原文摘录 –

☆ ☆ ☆ ☆ ☆

第二,实验收敛速度显著提升。由于 conversation 级别的样本噪声远低于 user 级别,模型之间的相对差异可以在更短时间窗口内被识别出来,这对于高频模型迭代至关重要。

第三,评估结果更贴近真实产品决策。产品并不关心"哪个模型在某个用户身上长期平均更好",而关心"在当前使用场景下,哪一个模型更可能让一次对话成功发生"。

需要强调的是,Conversation-level A/B 并不是对传统 A/B 的一种优化,而是一种评估范式的转移。它放弃了对用户长期行为的建模,换取了对单次交互质量的高分辨率判断。这种取舍并非免费,但在 Consumer AI 场景下,它更符合系统的真实目标函数。

在高并发、快速迭代的生产环境中,模型的成败并不是由"用户是否总体更喜欢它"决定的,而是由在多少次具体对话中,它被真实用户即时选择或放弃决定的。

需要明确的是,Conversation-level A/B 并不是一个在所有条件下都成立的评估方案。

首先,当对话的价值主要体现在跨会话的长期关系或情绪累积,而非单次对话内的即时体验时,conversation 作为评估单位可能会低估模型的真实影响。例如,在以陪伴感、角色一致性或长期互动粘性为核心目标的场景中,用户是否持续回访、是否形成稳定使用习惯,往往比单次对话中的即时反馈更重要。

☆ ☆ ☆ ☆ ☆

提取信息 –
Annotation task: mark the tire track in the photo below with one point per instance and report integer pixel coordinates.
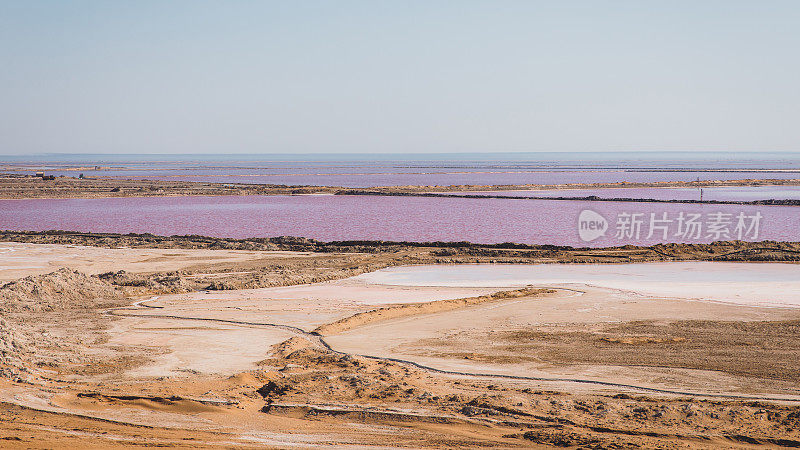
(317, 339)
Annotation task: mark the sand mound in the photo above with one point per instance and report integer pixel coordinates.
(289, 346)
(412, 309)
(12, 347)
(62, 289)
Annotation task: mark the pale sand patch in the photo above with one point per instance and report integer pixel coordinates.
(419, 338)
(218, 348)
(18, 260)
(196, 347)
(305, 306)
(761, 284)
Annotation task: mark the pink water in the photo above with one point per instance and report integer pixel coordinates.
(473, 178)
(361, 217)
(726, 193)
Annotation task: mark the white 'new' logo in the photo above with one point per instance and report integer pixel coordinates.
(591, 225)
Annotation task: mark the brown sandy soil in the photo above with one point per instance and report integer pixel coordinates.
(241, 368)
(99, 187)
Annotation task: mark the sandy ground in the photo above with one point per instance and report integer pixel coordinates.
(237, 348)
(607, 357)
(740, 283)
(19, 260)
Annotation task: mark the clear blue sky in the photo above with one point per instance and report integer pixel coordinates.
(395, 76)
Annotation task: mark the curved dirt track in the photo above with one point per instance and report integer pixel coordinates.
(319, 341)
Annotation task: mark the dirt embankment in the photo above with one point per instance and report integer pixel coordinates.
(413, 309)
(431, 252)
(62, 289)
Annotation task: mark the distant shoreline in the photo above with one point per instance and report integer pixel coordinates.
(28, 188)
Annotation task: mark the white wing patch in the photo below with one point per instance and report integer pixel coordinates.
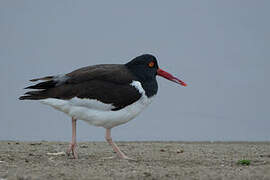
(99, 114)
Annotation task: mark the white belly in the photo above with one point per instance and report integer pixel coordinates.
(97, 113)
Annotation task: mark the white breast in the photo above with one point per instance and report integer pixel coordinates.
(99, 114)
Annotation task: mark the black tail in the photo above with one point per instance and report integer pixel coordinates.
(41, 89)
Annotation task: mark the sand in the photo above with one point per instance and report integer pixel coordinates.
(153, 160)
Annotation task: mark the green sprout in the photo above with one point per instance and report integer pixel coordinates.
(244, 162)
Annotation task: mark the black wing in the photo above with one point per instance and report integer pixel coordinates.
(109, 84)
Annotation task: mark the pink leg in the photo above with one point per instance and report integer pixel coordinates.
(73, 144)
(114, 146)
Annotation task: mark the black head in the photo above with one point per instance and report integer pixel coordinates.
(144, 67)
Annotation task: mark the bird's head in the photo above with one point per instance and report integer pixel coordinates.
(145, 67)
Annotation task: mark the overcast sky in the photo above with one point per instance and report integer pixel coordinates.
(220, 48)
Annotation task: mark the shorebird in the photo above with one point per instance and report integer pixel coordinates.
(104, 95)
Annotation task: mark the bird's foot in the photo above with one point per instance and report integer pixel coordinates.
(72, 149)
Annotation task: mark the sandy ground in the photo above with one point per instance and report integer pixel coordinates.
(154, 160)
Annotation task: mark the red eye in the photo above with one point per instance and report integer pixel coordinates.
(151, 64)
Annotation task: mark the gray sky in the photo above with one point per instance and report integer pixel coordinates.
(220, 48)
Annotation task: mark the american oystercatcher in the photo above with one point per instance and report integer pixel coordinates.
(105, 95)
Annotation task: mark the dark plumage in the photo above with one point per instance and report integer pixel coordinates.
(105, 95)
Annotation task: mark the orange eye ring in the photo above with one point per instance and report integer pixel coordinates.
(151, 64)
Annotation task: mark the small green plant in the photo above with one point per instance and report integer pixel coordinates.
(244, 162)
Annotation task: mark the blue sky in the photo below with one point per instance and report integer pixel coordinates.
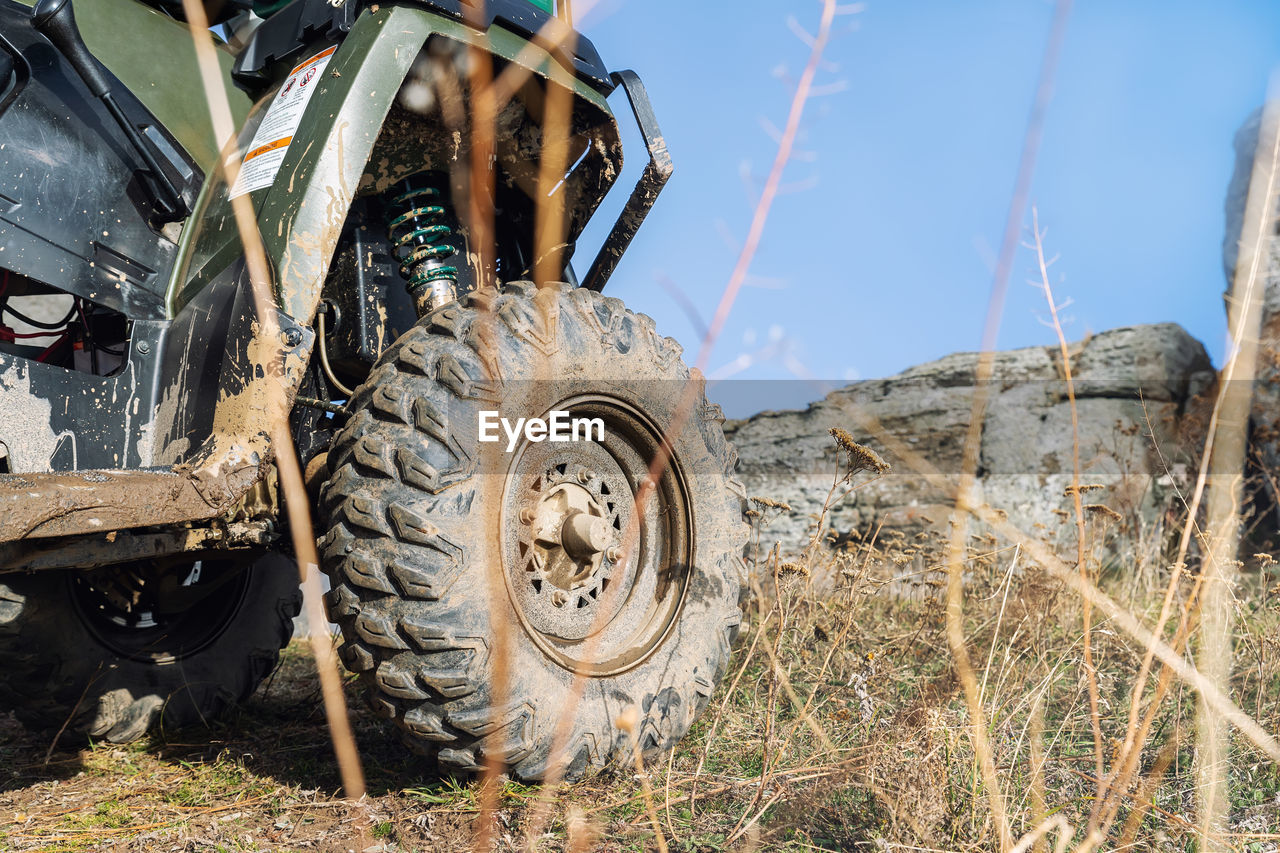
(880, 255)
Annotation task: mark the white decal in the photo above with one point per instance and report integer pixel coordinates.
(272, 140)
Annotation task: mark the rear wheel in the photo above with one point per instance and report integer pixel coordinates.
(444, 550)
(117, 651)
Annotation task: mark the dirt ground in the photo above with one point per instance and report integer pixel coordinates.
(265, 780)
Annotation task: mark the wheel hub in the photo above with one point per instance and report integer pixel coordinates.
(572, 511)
(594, 593)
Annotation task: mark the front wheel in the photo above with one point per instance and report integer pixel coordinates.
(447, 551)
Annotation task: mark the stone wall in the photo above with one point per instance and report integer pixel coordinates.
(1130, 383)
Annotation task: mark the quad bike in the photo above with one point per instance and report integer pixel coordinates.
(144, 543)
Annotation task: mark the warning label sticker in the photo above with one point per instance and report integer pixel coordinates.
(272, 140)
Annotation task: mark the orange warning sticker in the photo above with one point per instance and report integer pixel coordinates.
(272, 140)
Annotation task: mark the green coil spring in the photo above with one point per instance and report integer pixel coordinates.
(421, 240)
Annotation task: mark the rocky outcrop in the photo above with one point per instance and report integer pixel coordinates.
(1133, 388)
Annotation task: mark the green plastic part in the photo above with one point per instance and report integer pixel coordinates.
(301, 215)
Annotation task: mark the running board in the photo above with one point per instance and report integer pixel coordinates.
(36, 506)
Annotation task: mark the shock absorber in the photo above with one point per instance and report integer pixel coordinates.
(421, 241)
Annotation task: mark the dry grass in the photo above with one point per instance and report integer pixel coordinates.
(842, 725)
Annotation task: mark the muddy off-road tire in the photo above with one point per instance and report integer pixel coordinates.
(443, 550)
(71, 657)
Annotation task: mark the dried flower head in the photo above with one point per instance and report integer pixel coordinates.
(1102, 511)
(794, 569)
(860, 457)
(769, 502)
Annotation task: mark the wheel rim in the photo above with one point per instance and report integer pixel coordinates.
(123, 609)
(590, 597)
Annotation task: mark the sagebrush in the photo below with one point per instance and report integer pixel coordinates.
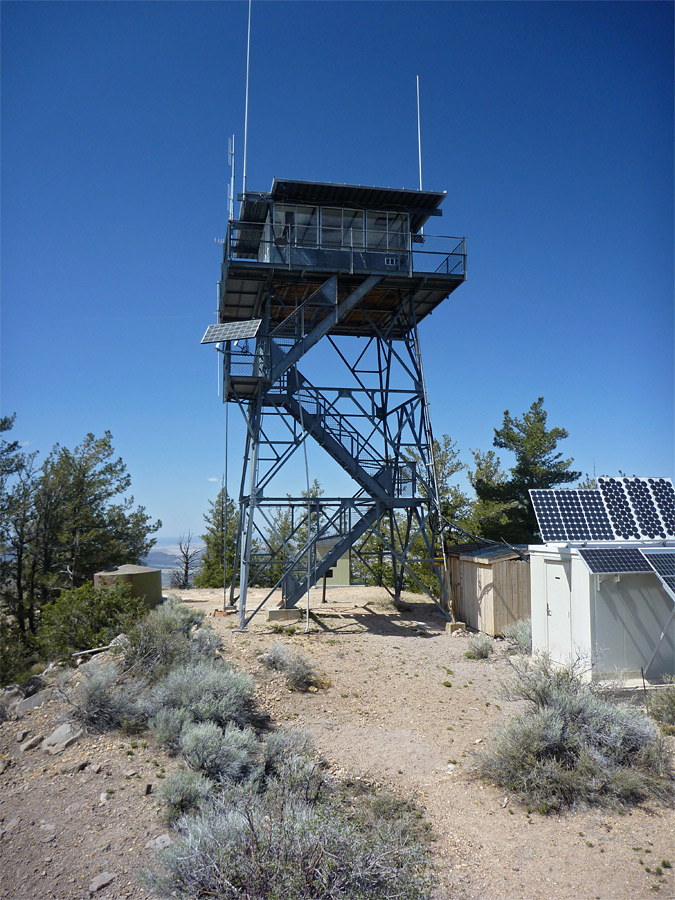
(573, 747)
(518, 636)
(480, 646)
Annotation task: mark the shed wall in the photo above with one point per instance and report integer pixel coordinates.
(490, 595)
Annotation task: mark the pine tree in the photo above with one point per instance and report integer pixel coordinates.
(221, 520)
(537, 466)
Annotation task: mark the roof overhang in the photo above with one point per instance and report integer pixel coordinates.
(421, 205)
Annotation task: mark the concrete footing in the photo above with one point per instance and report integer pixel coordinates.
(283, 615)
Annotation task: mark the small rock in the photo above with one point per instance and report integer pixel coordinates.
(25, 706)
(33, 685)
(159, 843)
(101, 881)
(10, 826)
(75, 766)
(62, 737)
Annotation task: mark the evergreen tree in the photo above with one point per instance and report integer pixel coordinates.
(221, 520)
(537, 466)
(488, 517)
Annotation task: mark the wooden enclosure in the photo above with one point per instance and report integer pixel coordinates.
(489, 587)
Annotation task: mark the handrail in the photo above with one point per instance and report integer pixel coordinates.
(310, 246)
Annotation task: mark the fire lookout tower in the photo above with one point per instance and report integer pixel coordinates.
(348, 268)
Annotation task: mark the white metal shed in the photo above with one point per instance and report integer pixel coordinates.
(603, 584)
(615, 620)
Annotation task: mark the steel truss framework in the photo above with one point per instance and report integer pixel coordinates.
(375, 425)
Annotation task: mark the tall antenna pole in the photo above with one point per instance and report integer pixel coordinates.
(248, 57)
(230, 193)
(419, 132)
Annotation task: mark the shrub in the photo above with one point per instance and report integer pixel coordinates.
(480, 646)
(87, 617)
(661, 703)
(299, 672)
(101, 704)
(518, 636)
(267, 846)
(205, 642)
(227, 753)
(167, 726)
(573, 748)
(276, 657)
(177, 616)
(184, 792)
(153, 647)
(208, 691)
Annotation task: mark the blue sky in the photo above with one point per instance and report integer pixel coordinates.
(550, 125)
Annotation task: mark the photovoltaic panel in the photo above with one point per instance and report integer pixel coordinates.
(599, 526)
(231, 331)
(641, 508)
(619, 508)
(663, 563)
(664, 495)
(550, 521)
(572, 515)
(614, 560)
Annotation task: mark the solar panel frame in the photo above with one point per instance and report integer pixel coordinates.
(231, 331)
(614, 560)
(662, 563)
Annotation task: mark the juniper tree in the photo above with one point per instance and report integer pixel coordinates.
(537, 465)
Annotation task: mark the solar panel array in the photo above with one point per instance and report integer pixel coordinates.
(231, 331)
(622, 509)
(614, 560)
(663, 563)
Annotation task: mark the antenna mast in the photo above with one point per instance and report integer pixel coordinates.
(248, 57)
(230, 162)
(419, 132)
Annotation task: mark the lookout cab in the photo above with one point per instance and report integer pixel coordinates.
(312, 262)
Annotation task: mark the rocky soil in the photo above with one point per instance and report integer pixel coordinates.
(405, 707)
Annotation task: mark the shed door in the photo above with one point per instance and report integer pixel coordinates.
(558, 609)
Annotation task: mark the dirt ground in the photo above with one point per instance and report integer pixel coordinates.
(405, 708)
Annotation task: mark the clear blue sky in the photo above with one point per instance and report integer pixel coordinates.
(550, 125)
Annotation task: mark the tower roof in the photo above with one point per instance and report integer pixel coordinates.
(420, 204)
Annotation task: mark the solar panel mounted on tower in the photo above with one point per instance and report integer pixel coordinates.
(614, 560)
(618, 508)
(231, 331)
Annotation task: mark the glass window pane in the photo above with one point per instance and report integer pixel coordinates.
(376, 224)
(331, 227)
(352, 228)
(306, 222)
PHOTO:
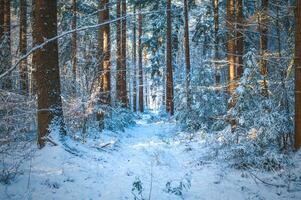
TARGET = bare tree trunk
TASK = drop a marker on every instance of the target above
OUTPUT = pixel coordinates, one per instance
(140, 48)
(134, 63)
(1, 23)
(240, 38)
(169, 70)
(33, 76)
(231, 46)
(121, 71)
(216, 41)
(6, 63)
(187, 54)
(123, 52)
(48, 74)
(74, 46)
(263, 30)
(298, 77)
(24, 86)
(2, 49)
(105, 47)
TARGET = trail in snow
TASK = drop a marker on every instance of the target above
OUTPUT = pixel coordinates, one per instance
(152, 151)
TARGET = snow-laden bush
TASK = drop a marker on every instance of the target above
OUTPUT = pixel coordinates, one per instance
(263, 129)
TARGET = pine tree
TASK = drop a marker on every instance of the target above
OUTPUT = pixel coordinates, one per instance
(263, 30)
(169, 70)
(187, 54)
(74, 45)
(48, 74)
(240, 38)
(140, 49)
(6, 46)
(231, 46)
(24, 86)
(105, 50)
(134, 63)
(298, 77)
(215, 4)
(121, 48)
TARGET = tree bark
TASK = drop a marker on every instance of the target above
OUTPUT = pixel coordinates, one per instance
(140, 48)
(216, 41)
(105, 47)
(240, 38)
(2, 52)
(231, 46)
(74, 45)
(121, 71)
(24, 86)
(134, 63)
(169, 70)
(48, 74)
(187, 54)
(123, 52)
(6, 55)
(263, 30)
(1, 22)
(298, 77)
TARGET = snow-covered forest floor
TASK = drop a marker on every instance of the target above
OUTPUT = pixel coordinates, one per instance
(151, 160)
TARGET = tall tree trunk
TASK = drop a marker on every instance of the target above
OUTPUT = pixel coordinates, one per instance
(33, 75)
(74, 46)
(2, 49)
(121, 71)
(231, 46)
(263, 30)
(105, 47)
(134, 63)
(1, 21)
(48, 74)
(123, 52)
(169, 70)
(140, 48)
(187, 54)
(216, 41)
(6, 55)
(298, 77)
(240, 38)
(24, 86)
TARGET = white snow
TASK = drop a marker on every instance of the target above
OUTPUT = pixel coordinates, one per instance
(156, 152)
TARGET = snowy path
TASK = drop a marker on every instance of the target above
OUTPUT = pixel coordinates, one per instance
(150, 151)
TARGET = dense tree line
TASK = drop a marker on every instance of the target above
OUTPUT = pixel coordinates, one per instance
(209, 68)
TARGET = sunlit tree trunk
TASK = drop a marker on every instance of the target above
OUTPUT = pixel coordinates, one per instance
(24, 86)
(231, 46)
(1, 20)
(169, 70)
(134, 63)
(140, 49)
(240, 38)
(298, 77)
(6, 46)
(2, 67)
(121, 70)
(48, 75)
(263, 30)
(187, 54)
(124, 99)
(74, 45)
(105, 48)
(216, 41)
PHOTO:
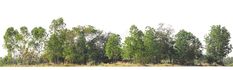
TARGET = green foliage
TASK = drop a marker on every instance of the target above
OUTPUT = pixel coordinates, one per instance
(152, 50)
(218, 46)
(134, 48)
(113, 47)
(90, 46)
(187, 46)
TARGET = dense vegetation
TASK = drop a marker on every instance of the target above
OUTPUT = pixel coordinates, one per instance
(86, 45)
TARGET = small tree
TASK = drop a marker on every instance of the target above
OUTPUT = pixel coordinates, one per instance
(188, 47)
(113, 47)
(217, 43)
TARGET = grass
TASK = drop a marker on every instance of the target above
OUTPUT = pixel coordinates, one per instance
(117, 64)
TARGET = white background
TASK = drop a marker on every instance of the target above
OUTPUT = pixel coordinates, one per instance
(117, 16)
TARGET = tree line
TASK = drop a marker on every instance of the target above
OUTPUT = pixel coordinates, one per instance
(88, 45)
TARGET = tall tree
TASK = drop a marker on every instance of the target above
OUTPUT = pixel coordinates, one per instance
(38, 41)
(55, 44)
(113, 47)
(217, 43)
(187, 46)
(133, 47)
(164, 42)
(150, 43)
(10, 43)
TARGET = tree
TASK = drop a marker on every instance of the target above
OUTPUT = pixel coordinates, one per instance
(152, 49)
(133, 47)
(188, 47)
(10, 43)
(38, 41)
(55, 44)
(75, 46)
(164, 43)
(113, 47)
(217, 43)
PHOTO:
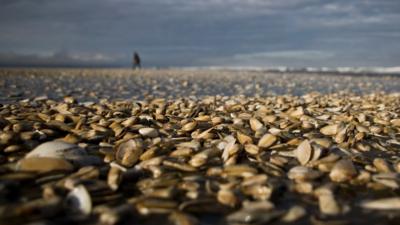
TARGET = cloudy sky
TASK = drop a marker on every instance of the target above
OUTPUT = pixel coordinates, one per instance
(295, 33)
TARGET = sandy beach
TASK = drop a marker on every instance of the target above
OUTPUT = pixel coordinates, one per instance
(117, 146)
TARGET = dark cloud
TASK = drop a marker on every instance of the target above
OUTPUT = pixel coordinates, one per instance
(200, 33)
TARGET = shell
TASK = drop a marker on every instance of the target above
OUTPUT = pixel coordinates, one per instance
(128, 152)
(330, 130)
(57, 149)
(44, 165)
(267, 140)
(382, 204)
(342, 171)
(79, 200)
(255, 124)
(148, 132)
(302, 173)
(304, 152)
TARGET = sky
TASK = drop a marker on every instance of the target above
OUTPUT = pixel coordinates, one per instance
(185, 33)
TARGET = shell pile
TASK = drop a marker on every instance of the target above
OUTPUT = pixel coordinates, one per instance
(316, 158)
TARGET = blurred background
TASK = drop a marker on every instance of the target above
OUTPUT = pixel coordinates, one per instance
(189, 33)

☆ ☆ ☆ ☆ ☆

任务目标 – 从关于对话级 A/B 测试的摘录的最后一句之后接着续写。 上述材料与此处无关。

任务结果 –
在这类情况下,单次 conversation 内的行为信号(继续、停留、选择)依然是有价值的,但它们不足以完整刻画模型在更长时间尺度上的用户价值。

其次,当产品处于早期阶段、对话分布尚未稳定,或用户规模不足以支撑充分采样时,conversation-level 信号容易被极端样本主导。在这种情况下,过早依赖该评估方式,可能会放大短期噪声,而非真实偏好。

此外,conversation-level A/B 有意放弃了对用户长期行为一致性的建模。这一取舍换来了更快的收敛速度和更清晰的因果归因,但也意味着它并不适合回答诸如"某个用户是否会长期偏好某一模型"这类问题。

系统设计的前提是:在 Consumer AI 场景下,模型是否值得继续迭代,取决于它在大量具体对话中是否持续被用户即时选择。

因此,Conversation-level A/B 并不是传统 user-level A/B 的完全替代,而是一个针对高并发、快速迭代模型环境的专用评估原语。它牺牲了部分长期行为建模能力,换取了在真实生产系统中可持续运行的决策效率。

Turning User Behavior into a Learning Signal

如果评估只能告诉我们"哪个模型更好",却无法影响模型本身的演化,那么它终究只是一个事后解释系统,而不是生产系统的一部分。

在 Consumer AI 场景下,模型迭代的速度和频率决定了评估体系的价值上限。只有当评估信号能够被持续、稳定地回流到训练过程中,模型选择、模型优化与真实用户偏好之间,才会形成真正的闭环。

这条回流链路每天会沉淀亿级隐式标签大量成对偏好样本,从而让 reward 信号具备可持续训练的密度与覆盖面。

这正是 RM(Reward Model)在整个系统中的角色。

与通用奖励模型不同,Emochi 的 RM 并不是从抽象偏好或人工标注出发,而是直接建立在真实用户行为之上。系统并不假设用户会显式告诉我们"什么是好模型",而是假设用户会通过行为不断暴露真实偏好。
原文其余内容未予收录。